The drive-in restaurant in Homestead, Fla., wants to drive guest traffic and sales in the evening, said Drew Ritger, Sonic senior vice president of business analysis, development and purchasing. Homestead is 45 minutes south of Miami and a gateway city to Florida’s vacation-destination Keys region.
Oklahoma City, Ok.-based Sonic Corp. is known for drive-in restaurants with skating carhops. Alcohol will not be served to customers in vehicles parked in the drive-in stalls. Only customers sitting in a covered patio area can purchase beer or wine. The Homestead location has a patio area with seating for up to 40 customers, 10 big-screen TVs and a sand beach area.
“We want to increase evening traffic and take advantage of the evening weather in Florida,” Ritger said. “People in Florida have so many months to be outside. It’s part of the lifestyle.”
Evening sales at the Homestead Sonic begin to pick up at 8 p.m. or 9 p.m., Ritger said, while evening sales at units around the country begin earlier, at 6 p.m. or 7 p.m. The Sonic drive-thru is open 24 hours, but the patio closes at 1 a.m.
The Homestead City Council recently gave Sonic permission to serve alcohol at the new location, which just opened this month, but the restaurant has not officially begun serving the suds, Ritger said.
══════════
> [WORK TO DO]
1. In the article about the Homestead Sonic, why does the restaurant want to focus on the evening? Answer in one to three sentences.
2. Print everything in the Sonic article from "The Homestead City" down to "suds, Ritger said." with no changes.

> [MATERIAL PROVIDED]
══════════
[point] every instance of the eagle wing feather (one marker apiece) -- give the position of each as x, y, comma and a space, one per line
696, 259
══════════
> [SOLUTIONS BY TASK]
1. The restaurant wants to drive guest traffic and sales in the evening and take advantage of Florida's evening weather. Ritger says people in Florida can be outside for many months of the year, and that being outdoors is part of the lifestyle there.

2.
The Homestead City Council recently gave Sonic permission to serve alcohol at the new location, which just opened this month, but the restaurant has not officially begun serving the suds, Ritger said.